Go over the entries and report the lines where the word "shelf" occurs.

[Saved data entries]
>>

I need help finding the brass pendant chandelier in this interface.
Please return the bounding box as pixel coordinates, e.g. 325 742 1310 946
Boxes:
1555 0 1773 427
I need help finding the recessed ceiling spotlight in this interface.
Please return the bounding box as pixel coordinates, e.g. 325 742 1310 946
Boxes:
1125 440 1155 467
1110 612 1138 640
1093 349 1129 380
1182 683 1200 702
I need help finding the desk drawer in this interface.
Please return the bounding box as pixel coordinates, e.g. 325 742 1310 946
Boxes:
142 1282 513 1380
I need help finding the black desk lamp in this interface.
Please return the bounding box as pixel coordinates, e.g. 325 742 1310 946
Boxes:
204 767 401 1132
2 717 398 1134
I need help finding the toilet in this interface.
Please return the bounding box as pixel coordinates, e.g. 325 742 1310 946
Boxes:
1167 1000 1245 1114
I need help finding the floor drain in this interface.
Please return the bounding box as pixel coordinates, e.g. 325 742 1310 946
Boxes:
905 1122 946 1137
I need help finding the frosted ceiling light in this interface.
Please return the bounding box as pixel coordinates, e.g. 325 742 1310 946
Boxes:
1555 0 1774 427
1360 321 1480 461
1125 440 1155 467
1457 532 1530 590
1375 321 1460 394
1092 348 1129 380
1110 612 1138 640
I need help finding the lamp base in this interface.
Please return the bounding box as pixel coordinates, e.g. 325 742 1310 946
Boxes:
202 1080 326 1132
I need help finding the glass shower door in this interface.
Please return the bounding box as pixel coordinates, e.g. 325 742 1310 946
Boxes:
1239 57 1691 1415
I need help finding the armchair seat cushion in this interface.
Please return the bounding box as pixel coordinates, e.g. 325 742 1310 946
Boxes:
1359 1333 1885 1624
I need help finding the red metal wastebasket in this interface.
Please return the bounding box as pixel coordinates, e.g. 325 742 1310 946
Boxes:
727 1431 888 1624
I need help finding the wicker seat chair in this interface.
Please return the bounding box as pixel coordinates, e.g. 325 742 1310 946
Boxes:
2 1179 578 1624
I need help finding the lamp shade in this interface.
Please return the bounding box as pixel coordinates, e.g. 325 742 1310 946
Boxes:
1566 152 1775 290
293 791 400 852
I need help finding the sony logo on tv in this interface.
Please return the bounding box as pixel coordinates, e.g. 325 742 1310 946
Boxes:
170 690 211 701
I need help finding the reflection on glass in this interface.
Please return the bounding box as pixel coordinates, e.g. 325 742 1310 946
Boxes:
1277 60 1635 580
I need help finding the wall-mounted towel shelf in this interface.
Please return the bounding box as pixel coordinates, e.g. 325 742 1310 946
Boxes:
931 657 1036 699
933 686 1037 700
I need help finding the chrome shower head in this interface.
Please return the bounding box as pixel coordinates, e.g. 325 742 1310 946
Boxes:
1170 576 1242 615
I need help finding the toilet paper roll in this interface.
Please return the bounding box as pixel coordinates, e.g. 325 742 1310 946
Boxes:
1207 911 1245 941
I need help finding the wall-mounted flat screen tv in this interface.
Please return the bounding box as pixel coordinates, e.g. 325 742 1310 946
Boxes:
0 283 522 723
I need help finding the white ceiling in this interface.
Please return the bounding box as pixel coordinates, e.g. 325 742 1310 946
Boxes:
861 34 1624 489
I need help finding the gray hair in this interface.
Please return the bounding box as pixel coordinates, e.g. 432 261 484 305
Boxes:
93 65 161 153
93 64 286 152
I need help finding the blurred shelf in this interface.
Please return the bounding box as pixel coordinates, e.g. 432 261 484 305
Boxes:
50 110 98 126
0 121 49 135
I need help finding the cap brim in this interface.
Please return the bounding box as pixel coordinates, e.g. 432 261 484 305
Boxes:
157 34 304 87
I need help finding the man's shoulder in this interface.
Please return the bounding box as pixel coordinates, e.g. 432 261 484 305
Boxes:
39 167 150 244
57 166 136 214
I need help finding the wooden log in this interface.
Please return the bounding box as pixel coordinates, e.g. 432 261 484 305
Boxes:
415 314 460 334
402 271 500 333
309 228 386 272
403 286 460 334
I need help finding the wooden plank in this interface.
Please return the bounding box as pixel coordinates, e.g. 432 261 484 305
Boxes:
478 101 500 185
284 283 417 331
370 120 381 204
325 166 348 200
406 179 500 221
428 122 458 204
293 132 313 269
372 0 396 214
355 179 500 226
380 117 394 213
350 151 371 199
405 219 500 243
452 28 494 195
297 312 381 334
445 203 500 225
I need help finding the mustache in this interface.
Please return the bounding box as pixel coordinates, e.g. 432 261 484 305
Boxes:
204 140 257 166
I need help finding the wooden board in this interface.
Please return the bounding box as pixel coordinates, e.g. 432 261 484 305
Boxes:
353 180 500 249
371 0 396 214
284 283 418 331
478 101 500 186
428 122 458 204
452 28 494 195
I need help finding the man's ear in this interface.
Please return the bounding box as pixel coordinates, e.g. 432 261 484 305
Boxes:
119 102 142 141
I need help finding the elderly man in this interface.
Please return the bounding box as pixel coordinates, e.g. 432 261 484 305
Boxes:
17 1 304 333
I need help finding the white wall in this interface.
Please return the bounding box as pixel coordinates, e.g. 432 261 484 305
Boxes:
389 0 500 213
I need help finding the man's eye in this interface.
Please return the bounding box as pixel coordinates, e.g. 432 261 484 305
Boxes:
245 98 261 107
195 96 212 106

<<

Task output:
I need help finding the wall-mounted towel shelf in this interface.
I need help finding the blurred shelf in this interface.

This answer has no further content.